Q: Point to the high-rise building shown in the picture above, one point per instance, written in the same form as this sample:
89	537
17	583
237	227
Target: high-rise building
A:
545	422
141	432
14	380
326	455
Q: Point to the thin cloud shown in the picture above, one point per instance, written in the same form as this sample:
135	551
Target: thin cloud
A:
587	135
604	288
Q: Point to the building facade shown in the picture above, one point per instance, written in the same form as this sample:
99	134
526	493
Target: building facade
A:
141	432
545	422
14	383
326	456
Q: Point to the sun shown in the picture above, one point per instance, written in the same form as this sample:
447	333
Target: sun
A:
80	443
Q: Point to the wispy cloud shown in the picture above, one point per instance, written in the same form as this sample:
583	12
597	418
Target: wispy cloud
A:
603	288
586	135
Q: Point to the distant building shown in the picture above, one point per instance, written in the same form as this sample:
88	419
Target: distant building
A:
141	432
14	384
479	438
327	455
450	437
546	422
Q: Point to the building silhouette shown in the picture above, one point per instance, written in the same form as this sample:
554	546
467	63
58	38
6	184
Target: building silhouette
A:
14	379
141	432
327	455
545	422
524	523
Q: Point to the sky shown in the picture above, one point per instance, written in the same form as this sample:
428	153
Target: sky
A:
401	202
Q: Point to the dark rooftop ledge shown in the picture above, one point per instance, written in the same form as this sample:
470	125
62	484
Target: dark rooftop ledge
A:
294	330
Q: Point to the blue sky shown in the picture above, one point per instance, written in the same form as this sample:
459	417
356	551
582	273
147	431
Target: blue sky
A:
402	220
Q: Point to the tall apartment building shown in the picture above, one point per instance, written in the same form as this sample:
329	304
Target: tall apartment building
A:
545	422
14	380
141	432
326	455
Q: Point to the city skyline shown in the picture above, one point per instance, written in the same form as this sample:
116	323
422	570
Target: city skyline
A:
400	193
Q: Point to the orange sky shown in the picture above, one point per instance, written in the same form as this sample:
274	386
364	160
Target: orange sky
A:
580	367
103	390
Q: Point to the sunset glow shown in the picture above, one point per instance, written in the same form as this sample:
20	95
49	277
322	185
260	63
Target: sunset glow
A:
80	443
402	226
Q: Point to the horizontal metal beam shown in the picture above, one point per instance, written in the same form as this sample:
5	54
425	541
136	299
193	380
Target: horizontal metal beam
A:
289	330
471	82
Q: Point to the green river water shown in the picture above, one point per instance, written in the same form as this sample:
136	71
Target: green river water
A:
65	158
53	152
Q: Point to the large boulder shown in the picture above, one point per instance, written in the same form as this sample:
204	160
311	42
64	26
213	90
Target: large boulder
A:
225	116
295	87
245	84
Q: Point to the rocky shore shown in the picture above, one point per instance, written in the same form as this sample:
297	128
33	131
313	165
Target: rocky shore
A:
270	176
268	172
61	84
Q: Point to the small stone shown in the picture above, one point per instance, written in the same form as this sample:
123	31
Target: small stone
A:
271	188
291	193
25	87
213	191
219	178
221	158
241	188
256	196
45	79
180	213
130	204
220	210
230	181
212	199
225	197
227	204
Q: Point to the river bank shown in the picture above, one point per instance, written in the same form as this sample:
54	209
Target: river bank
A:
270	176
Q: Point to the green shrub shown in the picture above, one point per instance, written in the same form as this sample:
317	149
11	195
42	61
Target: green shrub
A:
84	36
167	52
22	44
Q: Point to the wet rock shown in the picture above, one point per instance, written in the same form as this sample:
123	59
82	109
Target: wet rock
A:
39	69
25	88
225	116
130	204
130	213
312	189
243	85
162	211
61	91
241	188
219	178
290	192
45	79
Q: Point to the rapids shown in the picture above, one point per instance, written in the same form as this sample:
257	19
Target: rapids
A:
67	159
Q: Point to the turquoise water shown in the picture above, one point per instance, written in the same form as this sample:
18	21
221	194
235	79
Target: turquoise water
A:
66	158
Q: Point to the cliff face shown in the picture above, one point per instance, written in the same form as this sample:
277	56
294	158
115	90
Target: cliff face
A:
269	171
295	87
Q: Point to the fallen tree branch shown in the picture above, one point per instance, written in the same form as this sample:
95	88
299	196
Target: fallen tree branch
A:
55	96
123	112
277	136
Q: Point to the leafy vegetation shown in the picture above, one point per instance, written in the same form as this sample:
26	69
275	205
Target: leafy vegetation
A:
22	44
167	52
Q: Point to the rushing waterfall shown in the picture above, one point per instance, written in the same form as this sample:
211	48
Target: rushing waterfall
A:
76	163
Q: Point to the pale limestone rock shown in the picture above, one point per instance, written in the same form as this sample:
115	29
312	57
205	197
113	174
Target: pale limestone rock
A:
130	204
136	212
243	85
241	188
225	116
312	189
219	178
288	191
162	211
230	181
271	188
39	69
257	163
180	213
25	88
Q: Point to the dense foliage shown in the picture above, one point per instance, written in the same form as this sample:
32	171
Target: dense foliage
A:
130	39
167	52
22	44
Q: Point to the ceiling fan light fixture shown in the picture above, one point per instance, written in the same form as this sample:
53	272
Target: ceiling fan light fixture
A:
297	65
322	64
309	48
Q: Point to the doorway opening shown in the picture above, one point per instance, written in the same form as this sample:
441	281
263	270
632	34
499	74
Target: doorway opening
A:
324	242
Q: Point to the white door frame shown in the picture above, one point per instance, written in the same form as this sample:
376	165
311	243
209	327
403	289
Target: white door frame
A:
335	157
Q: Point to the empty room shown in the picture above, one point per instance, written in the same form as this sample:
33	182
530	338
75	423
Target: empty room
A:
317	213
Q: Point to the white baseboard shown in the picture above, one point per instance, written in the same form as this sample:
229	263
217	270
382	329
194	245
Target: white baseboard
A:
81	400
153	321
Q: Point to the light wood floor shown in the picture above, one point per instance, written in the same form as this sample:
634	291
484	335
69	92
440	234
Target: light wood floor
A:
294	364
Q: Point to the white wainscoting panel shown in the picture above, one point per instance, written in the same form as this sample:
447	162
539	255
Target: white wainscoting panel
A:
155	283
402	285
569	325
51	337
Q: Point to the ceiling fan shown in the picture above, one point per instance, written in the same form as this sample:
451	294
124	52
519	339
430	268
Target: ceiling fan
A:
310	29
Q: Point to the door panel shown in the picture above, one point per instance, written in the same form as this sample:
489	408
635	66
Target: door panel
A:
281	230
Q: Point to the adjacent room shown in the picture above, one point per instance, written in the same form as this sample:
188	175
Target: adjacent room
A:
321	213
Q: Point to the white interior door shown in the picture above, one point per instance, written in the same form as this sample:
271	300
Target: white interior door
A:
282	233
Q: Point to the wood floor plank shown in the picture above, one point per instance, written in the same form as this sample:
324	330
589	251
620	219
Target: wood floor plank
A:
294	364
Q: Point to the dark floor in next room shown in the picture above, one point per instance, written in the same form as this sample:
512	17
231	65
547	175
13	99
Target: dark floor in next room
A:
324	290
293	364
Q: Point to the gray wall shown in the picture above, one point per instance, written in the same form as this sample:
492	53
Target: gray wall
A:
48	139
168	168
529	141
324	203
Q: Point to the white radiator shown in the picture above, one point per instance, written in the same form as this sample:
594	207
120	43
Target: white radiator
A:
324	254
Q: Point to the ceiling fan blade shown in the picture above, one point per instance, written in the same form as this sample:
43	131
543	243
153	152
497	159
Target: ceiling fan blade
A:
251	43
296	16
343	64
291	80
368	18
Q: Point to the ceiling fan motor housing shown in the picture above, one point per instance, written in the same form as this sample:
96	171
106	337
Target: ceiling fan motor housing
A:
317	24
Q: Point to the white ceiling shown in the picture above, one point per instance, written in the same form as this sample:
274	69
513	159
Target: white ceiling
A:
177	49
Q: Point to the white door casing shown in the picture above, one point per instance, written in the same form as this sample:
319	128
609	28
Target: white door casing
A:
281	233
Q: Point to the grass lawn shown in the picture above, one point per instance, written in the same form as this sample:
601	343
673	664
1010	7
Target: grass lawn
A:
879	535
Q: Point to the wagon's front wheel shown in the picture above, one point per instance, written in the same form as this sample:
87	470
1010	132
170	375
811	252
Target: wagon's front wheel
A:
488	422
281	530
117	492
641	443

*HOW TO COMPLETE THIS TASK*
Report each line of the data in which "adjacent" occurs.

*REPLY*
Q: Point to the adjacent room shown in the picture above, one point per instance, written in the same form as this sample:
Target: adjacent room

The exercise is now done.